------ Source passage ------

Introducing Riak, Part 2: Integrating Riak as a heavy-duty caching server for web applications

Using Riak as a caching server to help alleviate the load on application and database servers

This article is Part 2 of a two-part series about Riak, a highly scalable, distributed data store written in Erlang and based on Dynamo, Amazon's high availability key-value store. For websites with heavy loads, a scalable caching solution can lighten the load on the application and database servers. This particularly applies to data that is read often but updated only occasionally. Explore an in-depth example of an online betting site and how you can use Riak to implement a caching solution. You also will learn to integrate Riak with an existing website and look at other Riak features such as search and how to use it to directly serve user requests. You will need a working Riak cluster if you want to follow along with the examples. You can find the steps for setting up a cluster locally in Part 1 of this series.

Simon Buckle, Independent Consultant, Freelance

Photograph of Simon BuckleSimon Buckle is an independent consultant. His interests include distributed systems, algorithms, and concurrency. He has a Masters Degree in Computing from Imperial College, London. Check out his website at simonbuckle.com.



15 May 2012

Also available in Chinese Russian Japanese

Introduction

Certain types of data exhibit access patterns that lend themselves to be cached. For example, online betting sites have an interesting load characteristic: odds and bet slips get requested often but are updated relatively infrequently.

Other articles in this series

View more articles in the Introducing Riak series.

These situations need a highly scalable system with the following characteristics to cope with the demands of high loads:

  • The system acts as a reliable cache to reduce demand on the application servers and database
  • Cached items are searchable so you can update or invalidate them
  • Any solution is easily integrated into an existing site

Riak is a good choice for such a solution.

Riak is not the only candidate for implementing such a caching solution; many different caches are available. A popular one is memcached; however, unlike Riak, memcached doesn't provide any kind of data replication, meaning that if the server holding a particular item goes down that item becomes unavailable. Redis, another popular key/value store that could be used as a cache, supports replication through a master-slave configuration; Riak has no concept of a master (node), therefore making the system resilient to failure.


Website integration

Any solution needs to be easily integrated into an existing website. It is important to be able to do this, as it might not be possible—or even desirable—to migrate all of your existing data into Riak. As mentioned previously, certain types of data lend themselves to caching, particularly, in the case of a key/value store if you access that data with a primary key. That is the kind of data that is more suitable to migrate to Riak.

As mentioned in Part 1 of this series on Riak, a number of client libraries are available in languages such as PHP, Ruby, and Java™; the libraries provide an API that makes integrating with Riak very simple. In this example, I demonstrate the use of the PHP library to show how to integrate Riak with an existing website.

Figure 1 shows the set-up to consider for this example. I left out details such as load balancing, firewall, and so on. The servers themselves, in this case, are just simple front-end boxes with a LAMP stack installed.

I will assume that Riak is only used internally (it's not accessible from the outside) and that it runs in a non-hostile environment, so there are no security related issues such as authentication. This is not such a bad assumption to make as it might seem, as Riak does not have any built-in authorization anyway; you really should delegate authentication and the like to the application.

------ Record set ------

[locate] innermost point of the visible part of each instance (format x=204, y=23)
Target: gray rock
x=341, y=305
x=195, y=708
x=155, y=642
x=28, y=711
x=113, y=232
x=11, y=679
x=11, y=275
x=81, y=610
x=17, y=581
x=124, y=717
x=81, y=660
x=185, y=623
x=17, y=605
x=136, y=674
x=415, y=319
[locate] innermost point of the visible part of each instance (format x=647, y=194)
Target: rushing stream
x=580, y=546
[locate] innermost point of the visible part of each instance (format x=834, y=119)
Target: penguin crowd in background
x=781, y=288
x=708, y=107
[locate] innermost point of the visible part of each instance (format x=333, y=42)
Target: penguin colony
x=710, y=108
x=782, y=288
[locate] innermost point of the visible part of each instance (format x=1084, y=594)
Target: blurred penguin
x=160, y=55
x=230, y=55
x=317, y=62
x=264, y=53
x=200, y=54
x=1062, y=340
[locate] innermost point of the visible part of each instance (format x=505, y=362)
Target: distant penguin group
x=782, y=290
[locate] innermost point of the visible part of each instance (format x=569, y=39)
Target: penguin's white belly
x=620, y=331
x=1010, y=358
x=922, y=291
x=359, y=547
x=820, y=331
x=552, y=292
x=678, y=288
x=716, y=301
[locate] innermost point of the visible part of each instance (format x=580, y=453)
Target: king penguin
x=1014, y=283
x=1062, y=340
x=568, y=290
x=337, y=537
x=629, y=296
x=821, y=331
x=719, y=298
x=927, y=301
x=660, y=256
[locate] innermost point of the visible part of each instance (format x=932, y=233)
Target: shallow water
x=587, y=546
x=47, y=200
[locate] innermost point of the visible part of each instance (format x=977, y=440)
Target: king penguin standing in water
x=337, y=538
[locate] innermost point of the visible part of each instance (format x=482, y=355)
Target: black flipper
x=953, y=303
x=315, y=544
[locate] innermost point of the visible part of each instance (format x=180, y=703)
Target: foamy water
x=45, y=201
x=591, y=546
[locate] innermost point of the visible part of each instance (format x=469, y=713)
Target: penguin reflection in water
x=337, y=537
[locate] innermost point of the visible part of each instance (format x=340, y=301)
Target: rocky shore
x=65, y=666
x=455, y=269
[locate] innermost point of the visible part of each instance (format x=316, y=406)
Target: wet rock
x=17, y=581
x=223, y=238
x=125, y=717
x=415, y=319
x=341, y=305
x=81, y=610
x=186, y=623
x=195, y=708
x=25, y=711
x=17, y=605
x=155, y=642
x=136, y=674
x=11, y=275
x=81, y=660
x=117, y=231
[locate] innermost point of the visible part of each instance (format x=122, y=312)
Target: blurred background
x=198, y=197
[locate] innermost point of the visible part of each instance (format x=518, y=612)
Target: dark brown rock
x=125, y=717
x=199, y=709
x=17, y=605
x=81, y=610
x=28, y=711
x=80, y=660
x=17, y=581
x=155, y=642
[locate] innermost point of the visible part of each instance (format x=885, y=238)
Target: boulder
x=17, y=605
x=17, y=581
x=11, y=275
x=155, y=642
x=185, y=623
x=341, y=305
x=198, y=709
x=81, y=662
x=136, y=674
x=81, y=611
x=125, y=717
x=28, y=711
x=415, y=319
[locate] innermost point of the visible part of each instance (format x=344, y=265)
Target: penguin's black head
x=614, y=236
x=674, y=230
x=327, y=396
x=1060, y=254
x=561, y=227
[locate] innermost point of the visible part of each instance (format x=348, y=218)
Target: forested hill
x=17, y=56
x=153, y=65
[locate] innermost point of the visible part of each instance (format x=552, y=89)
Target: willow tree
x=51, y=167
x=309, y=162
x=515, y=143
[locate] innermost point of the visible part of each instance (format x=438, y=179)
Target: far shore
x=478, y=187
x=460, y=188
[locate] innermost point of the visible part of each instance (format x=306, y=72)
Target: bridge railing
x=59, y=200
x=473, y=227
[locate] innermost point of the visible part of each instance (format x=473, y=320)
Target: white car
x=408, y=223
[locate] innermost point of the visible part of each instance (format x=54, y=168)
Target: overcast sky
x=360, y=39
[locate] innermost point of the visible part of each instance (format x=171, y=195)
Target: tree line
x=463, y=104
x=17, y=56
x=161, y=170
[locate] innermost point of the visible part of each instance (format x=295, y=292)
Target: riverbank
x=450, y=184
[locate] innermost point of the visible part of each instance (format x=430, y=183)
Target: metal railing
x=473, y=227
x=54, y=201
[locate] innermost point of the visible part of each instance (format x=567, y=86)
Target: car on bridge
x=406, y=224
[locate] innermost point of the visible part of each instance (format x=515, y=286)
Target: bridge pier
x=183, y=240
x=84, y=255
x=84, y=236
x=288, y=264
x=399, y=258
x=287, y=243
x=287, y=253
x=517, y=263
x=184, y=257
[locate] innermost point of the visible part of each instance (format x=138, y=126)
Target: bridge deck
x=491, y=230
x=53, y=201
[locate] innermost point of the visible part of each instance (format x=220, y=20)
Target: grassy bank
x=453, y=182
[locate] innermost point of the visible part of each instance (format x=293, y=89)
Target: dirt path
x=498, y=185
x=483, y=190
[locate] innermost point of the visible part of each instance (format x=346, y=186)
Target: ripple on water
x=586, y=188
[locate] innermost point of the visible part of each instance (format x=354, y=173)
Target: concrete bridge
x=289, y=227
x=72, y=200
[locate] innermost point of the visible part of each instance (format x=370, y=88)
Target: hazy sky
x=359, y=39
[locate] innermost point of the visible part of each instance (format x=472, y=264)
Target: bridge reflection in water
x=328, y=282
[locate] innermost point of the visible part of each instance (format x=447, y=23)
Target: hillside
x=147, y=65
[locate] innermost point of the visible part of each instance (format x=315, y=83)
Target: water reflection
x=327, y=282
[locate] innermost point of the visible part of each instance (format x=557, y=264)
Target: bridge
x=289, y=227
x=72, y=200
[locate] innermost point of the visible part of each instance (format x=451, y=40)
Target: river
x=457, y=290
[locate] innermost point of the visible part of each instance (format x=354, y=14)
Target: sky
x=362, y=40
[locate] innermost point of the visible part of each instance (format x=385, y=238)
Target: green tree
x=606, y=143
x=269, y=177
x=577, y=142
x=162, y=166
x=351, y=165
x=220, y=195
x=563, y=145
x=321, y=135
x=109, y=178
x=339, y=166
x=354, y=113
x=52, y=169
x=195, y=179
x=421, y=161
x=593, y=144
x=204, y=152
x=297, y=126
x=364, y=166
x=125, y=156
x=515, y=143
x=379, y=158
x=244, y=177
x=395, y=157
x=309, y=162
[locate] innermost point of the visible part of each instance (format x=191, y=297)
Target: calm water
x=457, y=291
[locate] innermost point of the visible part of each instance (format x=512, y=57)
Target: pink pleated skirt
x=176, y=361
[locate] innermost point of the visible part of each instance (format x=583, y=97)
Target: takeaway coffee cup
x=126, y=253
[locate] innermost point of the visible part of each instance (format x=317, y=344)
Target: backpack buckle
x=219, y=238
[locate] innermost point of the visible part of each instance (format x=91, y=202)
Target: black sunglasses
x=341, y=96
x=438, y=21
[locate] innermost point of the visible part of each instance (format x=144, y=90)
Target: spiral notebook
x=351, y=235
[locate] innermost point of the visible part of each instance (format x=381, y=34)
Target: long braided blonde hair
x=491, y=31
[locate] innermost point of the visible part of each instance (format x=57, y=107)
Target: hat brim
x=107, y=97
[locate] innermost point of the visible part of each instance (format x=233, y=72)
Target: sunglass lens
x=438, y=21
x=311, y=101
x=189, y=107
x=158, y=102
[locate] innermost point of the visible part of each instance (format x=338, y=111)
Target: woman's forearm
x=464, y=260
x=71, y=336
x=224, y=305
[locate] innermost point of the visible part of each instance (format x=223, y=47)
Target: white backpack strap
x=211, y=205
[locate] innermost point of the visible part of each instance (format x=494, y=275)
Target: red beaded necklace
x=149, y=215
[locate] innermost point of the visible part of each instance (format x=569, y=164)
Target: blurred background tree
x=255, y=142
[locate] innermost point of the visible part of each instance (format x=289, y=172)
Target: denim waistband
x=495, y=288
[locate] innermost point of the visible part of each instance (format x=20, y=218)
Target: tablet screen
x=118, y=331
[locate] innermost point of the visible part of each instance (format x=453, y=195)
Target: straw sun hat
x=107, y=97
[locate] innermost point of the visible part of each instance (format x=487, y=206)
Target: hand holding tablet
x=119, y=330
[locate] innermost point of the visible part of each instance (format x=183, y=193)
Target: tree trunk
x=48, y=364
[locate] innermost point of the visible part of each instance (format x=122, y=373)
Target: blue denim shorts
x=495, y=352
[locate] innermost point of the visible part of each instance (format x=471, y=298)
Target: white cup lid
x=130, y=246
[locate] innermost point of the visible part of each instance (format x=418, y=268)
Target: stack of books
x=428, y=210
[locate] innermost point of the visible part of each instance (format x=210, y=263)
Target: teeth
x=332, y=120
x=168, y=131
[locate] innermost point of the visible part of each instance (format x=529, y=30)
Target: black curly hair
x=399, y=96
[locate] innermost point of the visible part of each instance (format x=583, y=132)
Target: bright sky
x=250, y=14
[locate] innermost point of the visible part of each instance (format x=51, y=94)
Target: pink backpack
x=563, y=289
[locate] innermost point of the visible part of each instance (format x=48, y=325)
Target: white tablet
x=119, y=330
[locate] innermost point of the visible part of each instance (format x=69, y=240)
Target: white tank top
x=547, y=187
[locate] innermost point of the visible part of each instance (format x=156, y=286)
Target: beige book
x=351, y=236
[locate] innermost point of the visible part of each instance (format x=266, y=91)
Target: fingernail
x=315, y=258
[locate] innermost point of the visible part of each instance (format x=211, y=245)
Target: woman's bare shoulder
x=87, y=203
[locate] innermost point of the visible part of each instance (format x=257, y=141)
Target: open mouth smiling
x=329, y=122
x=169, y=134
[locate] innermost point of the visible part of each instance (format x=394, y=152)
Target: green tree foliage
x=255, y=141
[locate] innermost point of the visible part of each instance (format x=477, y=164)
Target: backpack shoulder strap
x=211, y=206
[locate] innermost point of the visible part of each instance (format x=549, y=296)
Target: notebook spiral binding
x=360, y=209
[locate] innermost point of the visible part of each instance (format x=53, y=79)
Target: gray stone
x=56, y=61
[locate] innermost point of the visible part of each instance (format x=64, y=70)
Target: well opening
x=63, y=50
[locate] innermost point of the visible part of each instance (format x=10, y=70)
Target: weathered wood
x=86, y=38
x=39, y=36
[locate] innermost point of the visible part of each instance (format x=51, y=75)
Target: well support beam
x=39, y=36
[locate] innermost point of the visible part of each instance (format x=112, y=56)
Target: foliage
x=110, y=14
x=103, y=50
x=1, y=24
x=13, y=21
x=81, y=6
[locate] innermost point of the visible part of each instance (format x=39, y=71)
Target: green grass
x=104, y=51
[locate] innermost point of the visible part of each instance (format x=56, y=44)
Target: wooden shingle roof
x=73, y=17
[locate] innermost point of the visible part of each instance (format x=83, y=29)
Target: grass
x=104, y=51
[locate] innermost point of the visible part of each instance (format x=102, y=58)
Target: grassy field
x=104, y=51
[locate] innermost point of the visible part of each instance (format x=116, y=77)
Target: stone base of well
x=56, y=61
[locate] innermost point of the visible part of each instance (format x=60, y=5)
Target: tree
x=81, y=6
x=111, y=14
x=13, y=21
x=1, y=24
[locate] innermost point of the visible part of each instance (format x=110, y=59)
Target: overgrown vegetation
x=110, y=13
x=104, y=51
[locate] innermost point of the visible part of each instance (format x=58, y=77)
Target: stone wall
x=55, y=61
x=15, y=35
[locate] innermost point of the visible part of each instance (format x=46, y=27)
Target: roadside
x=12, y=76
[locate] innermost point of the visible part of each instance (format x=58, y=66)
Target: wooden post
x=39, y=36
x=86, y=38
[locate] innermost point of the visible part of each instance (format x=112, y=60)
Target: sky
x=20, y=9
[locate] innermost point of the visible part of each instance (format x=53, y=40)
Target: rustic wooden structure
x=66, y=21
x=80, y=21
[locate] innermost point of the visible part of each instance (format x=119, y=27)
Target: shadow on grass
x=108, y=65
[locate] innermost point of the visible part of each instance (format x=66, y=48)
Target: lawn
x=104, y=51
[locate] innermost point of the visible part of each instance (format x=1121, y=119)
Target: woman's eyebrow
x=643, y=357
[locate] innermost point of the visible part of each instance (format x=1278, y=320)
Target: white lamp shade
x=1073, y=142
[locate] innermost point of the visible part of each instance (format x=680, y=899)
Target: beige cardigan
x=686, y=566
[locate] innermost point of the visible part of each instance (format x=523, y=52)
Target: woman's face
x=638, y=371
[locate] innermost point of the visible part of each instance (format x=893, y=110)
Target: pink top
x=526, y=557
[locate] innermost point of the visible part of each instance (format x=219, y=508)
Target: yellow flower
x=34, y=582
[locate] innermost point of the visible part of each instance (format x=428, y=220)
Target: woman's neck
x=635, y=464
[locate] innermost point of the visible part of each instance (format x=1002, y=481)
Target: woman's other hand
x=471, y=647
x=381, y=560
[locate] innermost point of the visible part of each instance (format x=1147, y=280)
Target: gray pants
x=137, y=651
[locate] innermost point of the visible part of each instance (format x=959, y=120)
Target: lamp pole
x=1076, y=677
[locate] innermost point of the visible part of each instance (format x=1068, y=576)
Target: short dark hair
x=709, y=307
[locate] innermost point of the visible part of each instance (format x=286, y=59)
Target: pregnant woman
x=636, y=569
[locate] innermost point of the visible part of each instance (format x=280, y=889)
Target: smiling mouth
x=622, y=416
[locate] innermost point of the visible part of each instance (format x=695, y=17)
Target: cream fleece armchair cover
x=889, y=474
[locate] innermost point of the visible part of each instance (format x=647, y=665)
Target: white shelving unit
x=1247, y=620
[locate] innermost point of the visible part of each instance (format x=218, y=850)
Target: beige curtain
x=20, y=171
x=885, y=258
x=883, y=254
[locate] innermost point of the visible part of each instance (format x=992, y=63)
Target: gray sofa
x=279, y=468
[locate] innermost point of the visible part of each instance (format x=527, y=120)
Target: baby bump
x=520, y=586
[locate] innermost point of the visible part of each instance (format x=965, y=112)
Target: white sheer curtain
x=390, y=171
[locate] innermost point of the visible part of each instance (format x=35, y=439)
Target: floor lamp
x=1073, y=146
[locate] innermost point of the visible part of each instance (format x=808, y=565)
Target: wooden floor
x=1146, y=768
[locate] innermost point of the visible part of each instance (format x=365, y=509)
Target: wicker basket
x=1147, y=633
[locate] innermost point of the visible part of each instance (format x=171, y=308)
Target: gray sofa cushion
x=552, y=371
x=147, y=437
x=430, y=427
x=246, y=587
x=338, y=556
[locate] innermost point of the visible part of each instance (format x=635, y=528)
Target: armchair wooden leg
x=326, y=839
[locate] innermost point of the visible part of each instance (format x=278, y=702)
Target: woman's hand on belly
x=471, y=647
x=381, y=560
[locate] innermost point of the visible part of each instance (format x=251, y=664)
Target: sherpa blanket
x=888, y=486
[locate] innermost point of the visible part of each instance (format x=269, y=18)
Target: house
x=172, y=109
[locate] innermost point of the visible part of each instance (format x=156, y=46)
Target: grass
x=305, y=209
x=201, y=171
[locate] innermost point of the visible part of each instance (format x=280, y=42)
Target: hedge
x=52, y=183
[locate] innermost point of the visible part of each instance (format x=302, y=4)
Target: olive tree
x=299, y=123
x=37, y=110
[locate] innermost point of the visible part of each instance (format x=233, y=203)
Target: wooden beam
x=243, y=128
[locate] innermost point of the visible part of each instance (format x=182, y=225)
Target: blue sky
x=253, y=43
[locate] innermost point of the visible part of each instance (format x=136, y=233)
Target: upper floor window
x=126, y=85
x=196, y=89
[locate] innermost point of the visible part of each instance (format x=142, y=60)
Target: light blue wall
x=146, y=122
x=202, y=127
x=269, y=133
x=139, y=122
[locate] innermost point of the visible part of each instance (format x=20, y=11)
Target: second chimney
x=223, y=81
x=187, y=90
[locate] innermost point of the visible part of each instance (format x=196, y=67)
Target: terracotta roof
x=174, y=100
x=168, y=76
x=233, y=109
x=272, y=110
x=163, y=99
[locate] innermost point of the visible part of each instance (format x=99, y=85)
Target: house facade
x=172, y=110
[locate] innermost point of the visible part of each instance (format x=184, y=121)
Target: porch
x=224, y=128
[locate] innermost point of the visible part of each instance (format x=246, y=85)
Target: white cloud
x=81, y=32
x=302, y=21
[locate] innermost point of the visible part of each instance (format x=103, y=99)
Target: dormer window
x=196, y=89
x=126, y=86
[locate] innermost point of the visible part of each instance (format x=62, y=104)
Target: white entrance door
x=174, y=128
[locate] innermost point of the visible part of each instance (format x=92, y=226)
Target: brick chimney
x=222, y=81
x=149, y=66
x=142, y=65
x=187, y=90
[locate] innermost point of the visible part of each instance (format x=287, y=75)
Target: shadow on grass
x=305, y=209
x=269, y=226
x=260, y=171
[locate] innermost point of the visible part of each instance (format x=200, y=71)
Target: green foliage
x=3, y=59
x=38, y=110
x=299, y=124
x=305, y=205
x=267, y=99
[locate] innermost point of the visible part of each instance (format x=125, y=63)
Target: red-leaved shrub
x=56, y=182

------

**Request:**
Copy word for word the part of the Riak article above from "Certain types of data exhibit" to "such a solution.".

**Expected output:**
Certain types of data exhibit access patterns that lend themselves to be cached. For example, online betting sites have an interesting load characteristic: odds and bet slips get requested often but are updated relatively infrequently.

Other articles in this series

View more articles in the Introducing Riak series.

These situations need a highly scalable system with the following characteristics to cope with the demands of high loads:

  • The system acts as a reliable cache to reduce demand on the application servers and database
  • Cached items are searchable so you can update or invalidate them
  • Any solution is easily integrated into an existing site

Riak is a good choice for such a solution.